DIRECTIONS ::
Copy out every line of the listing below without changing anything, and leave the pictures out of your answer.

LISTED ENTRIES ::
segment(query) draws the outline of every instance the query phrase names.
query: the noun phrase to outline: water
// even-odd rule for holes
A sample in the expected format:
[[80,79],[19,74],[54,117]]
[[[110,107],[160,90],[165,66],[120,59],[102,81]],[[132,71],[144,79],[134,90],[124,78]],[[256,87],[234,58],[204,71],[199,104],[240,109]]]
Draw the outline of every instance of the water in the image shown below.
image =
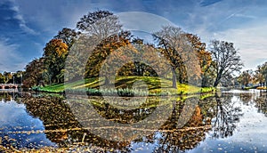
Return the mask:
[[[151,97],[134,109],[124,109],[123,105],[118,109],[115,106],[117,102],[109,105],[99,97],[90,97],[85,103],[82,99],[76,103],[52,96],[18,98],[17,102],[4,97],[0,102],[0,147],[4,148],[46,146],[68,148],[70,151],[89,148],[117,152],[193,153],[267,150],[267,96],[255,90],[230,91],[186,101],[174,101],[171,97],[158,101]],[[196,101],[196,105],[188,105]],[[172,107],[171,112],[159,112],[161,116],[169,114],[164,124],[157,128],[136,126],[134,134],[129,132],[129,125],[145,120],[157,108],[166,106]],[[190,107],[185,109],[188,106]],[[97,111],[88,112],[90,107]],[[116,124],[101,123],[98,116]],[[161,120],[159,116],[148,124]],[[89,122],[95,126],[89,126]],[[117,124],[124,128],[118,129]],[[99,134],[98,130],[106,132],[106,135]],[[124,134],[128,134],[131,141],[112,141],[122,140]]]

SOLVED PROBLEM ::
segment(query) draws the outline of every instance the query phrase names.
query: the noun phrase to outline: water
// even-odd rule for holes
A sample in the expected format:
[[80,79],[19,74],[54,117]]
[[[110,107],[160,90],[165,66],[120,59],[102,81]],[[132,71],[144,79],[134,90],[124,78]],[[256,87],[234,58],[204,71],[199,104],[240,109]]]
Draw the outline of every instance of the water in the image shown below.
image =
Return the mask:
[[[151,97],[134,109],[124,109],[123,105],[118,109],[115,106],[117,102],[109,105],[99,97],[90,97],[85,103],[82,99],[76,103],[52,96],[18,98],[17,102],[4,97],[0,102],[0,147],[4,148],[46,146],[68,148],[70,151],[89,148],[117,152],[193,153],[267,150],[267,96],[255,90],[230,91],[186,101],[174,101],[171,97],[158,101]],[[196,101],[196,105],[188,105]],[[172,107],[171,112],[159,112],[161,116],[169,114],[164,124],[157,128],[136,126],[134,134],[129,132],[129,125],[145,120],[157,108],[166,106]],[[190,107],[185,109],[188,106]],[[97,111],[88,112],[90,107]],[[116,124],[101,123],[98,116]],[[161,120],[159,116],[148,124]],[[89,122],[95,126],[89,126]],[[117,124],[124,128],[118,129]],[[99,134],[98,130],[106,132],[106,135]],[[124,134],[128,134],[131,141],[112,141],[122,140]]]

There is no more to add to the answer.